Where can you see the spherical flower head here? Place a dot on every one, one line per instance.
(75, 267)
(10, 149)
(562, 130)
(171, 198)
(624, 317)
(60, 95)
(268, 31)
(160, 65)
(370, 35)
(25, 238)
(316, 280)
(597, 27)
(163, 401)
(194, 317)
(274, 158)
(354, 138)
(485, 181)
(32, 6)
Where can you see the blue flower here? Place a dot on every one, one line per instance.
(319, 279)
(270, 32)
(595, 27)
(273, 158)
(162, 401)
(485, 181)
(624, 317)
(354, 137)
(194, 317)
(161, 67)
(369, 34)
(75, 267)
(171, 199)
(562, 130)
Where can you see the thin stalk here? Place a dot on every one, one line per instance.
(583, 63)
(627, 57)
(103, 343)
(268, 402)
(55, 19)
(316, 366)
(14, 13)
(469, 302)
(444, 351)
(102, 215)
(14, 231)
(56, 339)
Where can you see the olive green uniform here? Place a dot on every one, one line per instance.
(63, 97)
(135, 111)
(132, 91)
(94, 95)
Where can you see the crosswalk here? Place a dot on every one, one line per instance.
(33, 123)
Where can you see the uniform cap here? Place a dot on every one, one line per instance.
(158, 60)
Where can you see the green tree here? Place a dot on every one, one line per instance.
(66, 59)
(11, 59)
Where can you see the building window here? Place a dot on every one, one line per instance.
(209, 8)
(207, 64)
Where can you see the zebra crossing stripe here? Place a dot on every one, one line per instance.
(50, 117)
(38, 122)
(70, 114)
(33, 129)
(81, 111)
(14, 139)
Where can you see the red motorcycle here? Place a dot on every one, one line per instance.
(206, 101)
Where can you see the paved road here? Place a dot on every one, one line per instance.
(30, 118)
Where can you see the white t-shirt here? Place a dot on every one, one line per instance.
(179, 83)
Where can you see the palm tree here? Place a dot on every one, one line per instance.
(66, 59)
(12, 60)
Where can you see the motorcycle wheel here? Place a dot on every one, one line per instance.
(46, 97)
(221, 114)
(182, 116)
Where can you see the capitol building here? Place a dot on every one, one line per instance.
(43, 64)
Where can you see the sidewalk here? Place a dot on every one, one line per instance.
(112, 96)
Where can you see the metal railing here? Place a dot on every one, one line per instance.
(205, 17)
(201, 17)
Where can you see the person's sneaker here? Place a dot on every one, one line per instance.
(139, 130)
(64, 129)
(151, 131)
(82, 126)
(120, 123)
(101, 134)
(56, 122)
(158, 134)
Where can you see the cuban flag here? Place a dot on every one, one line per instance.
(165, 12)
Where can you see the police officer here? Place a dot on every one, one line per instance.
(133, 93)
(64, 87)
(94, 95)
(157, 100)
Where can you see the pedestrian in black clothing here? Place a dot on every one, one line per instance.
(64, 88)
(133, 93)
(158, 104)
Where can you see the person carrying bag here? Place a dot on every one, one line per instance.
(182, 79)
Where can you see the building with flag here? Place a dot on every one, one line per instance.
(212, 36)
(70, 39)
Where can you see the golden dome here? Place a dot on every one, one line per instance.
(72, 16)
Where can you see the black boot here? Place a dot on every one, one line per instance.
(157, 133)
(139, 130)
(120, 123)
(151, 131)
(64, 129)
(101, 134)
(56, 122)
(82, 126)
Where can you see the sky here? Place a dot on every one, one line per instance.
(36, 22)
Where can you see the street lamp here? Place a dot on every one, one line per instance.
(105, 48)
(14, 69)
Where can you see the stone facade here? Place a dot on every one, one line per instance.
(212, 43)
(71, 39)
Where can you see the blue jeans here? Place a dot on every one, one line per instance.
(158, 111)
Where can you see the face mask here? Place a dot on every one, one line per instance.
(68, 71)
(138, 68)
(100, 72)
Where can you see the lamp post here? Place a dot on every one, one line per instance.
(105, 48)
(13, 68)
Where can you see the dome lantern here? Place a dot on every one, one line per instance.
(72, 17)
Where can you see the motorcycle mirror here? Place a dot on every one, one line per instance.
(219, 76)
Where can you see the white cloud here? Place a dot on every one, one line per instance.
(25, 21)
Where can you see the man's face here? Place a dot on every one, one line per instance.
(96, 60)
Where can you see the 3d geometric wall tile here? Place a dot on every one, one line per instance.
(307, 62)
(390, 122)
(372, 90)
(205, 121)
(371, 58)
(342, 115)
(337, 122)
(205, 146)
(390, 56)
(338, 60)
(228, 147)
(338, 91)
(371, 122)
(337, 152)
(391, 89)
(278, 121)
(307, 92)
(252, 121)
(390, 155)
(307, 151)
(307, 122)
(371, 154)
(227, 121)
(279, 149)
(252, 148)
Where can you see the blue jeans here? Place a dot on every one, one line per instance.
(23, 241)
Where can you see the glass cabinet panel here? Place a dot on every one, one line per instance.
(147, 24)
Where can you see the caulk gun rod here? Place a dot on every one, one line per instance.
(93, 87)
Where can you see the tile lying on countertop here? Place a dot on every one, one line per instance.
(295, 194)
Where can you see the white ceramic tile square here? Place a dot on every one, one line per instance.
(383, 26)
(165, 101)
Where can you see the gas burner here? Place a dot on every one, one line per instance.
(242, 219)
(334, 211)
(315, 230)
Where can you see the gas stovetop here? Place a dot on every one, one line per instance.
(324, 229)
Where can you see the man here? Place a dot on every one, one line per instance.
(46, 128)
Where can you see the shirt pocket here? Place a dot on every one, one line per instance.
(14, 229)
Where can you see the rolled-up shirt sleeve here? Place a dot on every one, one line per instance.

========================================================================

## Task to complete
Copy all of the material above word for word, changing nothing.

## Result
Where can you see the spherical flower head here? Place a dot on every one, one line per instance.
(75, 267)
(10, 149)
(562, 130)
(171, 198)
(624, 317)
(60, 95)
(268, 31)
(160, 65)
(370, 35)
(25, 238)
(316, 280)
(597, 27)
(163, 401)
(194, 317)
(274, 158)
(354, 138)
(485, 181)
(32, 6)
Where can you see the blue flower here? Place a dot on every one, one line per instance.
(319, 279)
(270, 32)
(595, 27)
(273, 158)
(162, 401)
(485, 181)
(624, 317)
(354, 137)
(194, 317)
(161, 67)
(369, 34)
(75, 267)
(171, 199)
(562, 130)
Where can you see the thin stalk here? Place a dot on every one, one line per instance.
(583, 63)
(627, 57)
(103, 343)
(268, 402)
(55, 19)
(316, 366)
(14, 13)
(469, 302)
(444, 351)
(102, 215)
(14, 231)
(56, 339)
Where can you see the olive green uniform here? Place a dot on every one, one line per instance.
(63, 97)
(135, 111)
(132, 91)
(94, 95)
Where can you see the crosswalk here? Place a dot on every one, one line per instance.
(33, 123)
Where can you see the uniform cap here? Place a dot on every one, one line per instance.
(158, 60)
Where can you see the green tree here? Place a dot on every one, one line per instance.
(66, 59)
(11, 59)
Where can you see the building window here? Place a dot on every one, one line per instance.
(209, 8)
(207, 64)
Where can you see the zebra crossing stripe here? Place a dot on every one, one line per instance.
(50, 117)
(38, 122)
(70, 114)
(33, 129)
(81, 111)
(14, 139)
Where can you see the red motorcycle here? Place a dot on every one, one line per instance.
(206, 101)
Where can you see the paved road here? Place a dot on every one, one line per instance.
(30, 118)
Where can you see the white t-shirt here? Place a dot on every one, one line per instance.
(179, 83)
Where can you see the palm tree here? Place a dot on every one, one line per instance.
(66, 59)
(12, 60)
Where can you see the motorcycle wheel here? Place a dot on every one, one line per instance.
(46, 97)
(221, 114)
(182, 116)
Where can you see the capitol building here? Place a dot on every one, one line per instance.
(43, 64)
Where can you see the sidewalk here? Place a dot on every one, one line per instance.
(112, 96)
Where can you see the metal railing here? Place a dot on every one, one line per instance.
(205, 17)
(201, 17)
Where can you see the person's sneaker here? Place a dot on every one, one line per instance.
(139, 130)
(64, 129)
(151, 131)
(82, 126)
(120, 123)
(101, 134)
(56, 122)
(158, 134)
Where can you see the cuban flag here? Place a dot on every one, one line per instance.
(165, 12)
Where can you see the police officer here? Place a dot on every one, one line per instance.
(133, 93)
(64, 87)
(94, 95)
(157, 100)
Where can you see the pedestrian in black clothing here? Place a dot on every one, one line per instance.
(64, 88)
(133, 93)
(158, 104)
Where can you see the person carrying bag here? Place a dot on every one, one line per instance.
(182, 79)
Where can you see the building with flag here? Place a dot on every one, one line per instance.
(212, 36)
(70, 39)
Where can you see the golden dome here? Place a dot on every one, one line per instance.
(72, 16)
Where can you see the black boot here? Place a dot on every one, one line per instance.
(157, 133)
(139, 130)
(120, 123)
(151, 131)
(64, 129)
(101, 134)
(56, 122)
(82, 126)
Where can you see the sky here? Place a dot on every one, one line per instance.
(36, 22)
Where can you see the street lamp here? Place a dot on every one, one line per instance.
(105, 48)
(14, 69)
Where can you see the stone facade here? Place a dot on every one, one line per instance.
(212, 43)
(71, 39)
Where can you see the blue jeans here? Place a dot on every one, one line per instance.
(158, 111)
Where can you see the face mask here? Place a dot on every one, one line per instance.
(68, 71)
(138, 68)
(100, 72)
Where can you see the lamp post here? Place a dot on every one, one line per instance.
(105, 48)
(13, 68)
Where can you see the dome lantern here? Place a dot on every one, one line per instance.
(72, 17)
Where can you see the motorcycle mirror here? Place a dot on every one, one line per instance.
(219, 76)
Where can you see the white cloud here? Place a dot on every one, one line per instance.
(25, 21)
Where can you see the man's face here? Place a dot on every one, one line per instance.
(96, 60)
Where can you see the 3d geometric wall tile here? Place a dot on every one, one line per instance.
(307, 62)
(390, 122)
(372, 90)
(205, 121)
(371, 58)
(342, 115)
(337, 122)
(205, 146)
(390, 56)
(338, 60)
(228, 147)
(338, 91)
(371, 122)
(337, 152)
(391, 89)
(278, 121)
(307, 92)
(252, 121)
(390, 155)
(307, 151)
(307, 122)
(371, 154)
(227, 121)
(279, 149)
(252, 148)
Where can you see the blue jeans here? Place a dot on every one, one line per instance.
(23, 241)
Where can you see the glass cabinet panel here? Place a dot on every one, one line per instance.
(147, 24)
Where can you see the caulk gun rod here? Place a dot on every one, one line per instance.
(93, 87)
Where can you see the tile lying on countertop here? Place a dot on every one, one line per instance.
(295, 194)
Where can you see the white ceramic tile square here? Place a dot on every one, one line per instance.
(383, 26)
(165, 101)
Where can you see the gas burner here? Place a dot on every one, one line per instance.
(242, 219)
(334, 211)
(315, 230)
Where can you see the gas stovetop here? Place a dot on every one, one line per instance.
(324, 229)
Where can you see the man here? Place a dot on every one, one line per instance.
(46, 128)
Where can you see the shirt pocket here? Place a dot on every one, one line per instance.
(14, 229)
Where can you see the rolled-up shirt sleeve here? Place a dot on every one, one line per instance.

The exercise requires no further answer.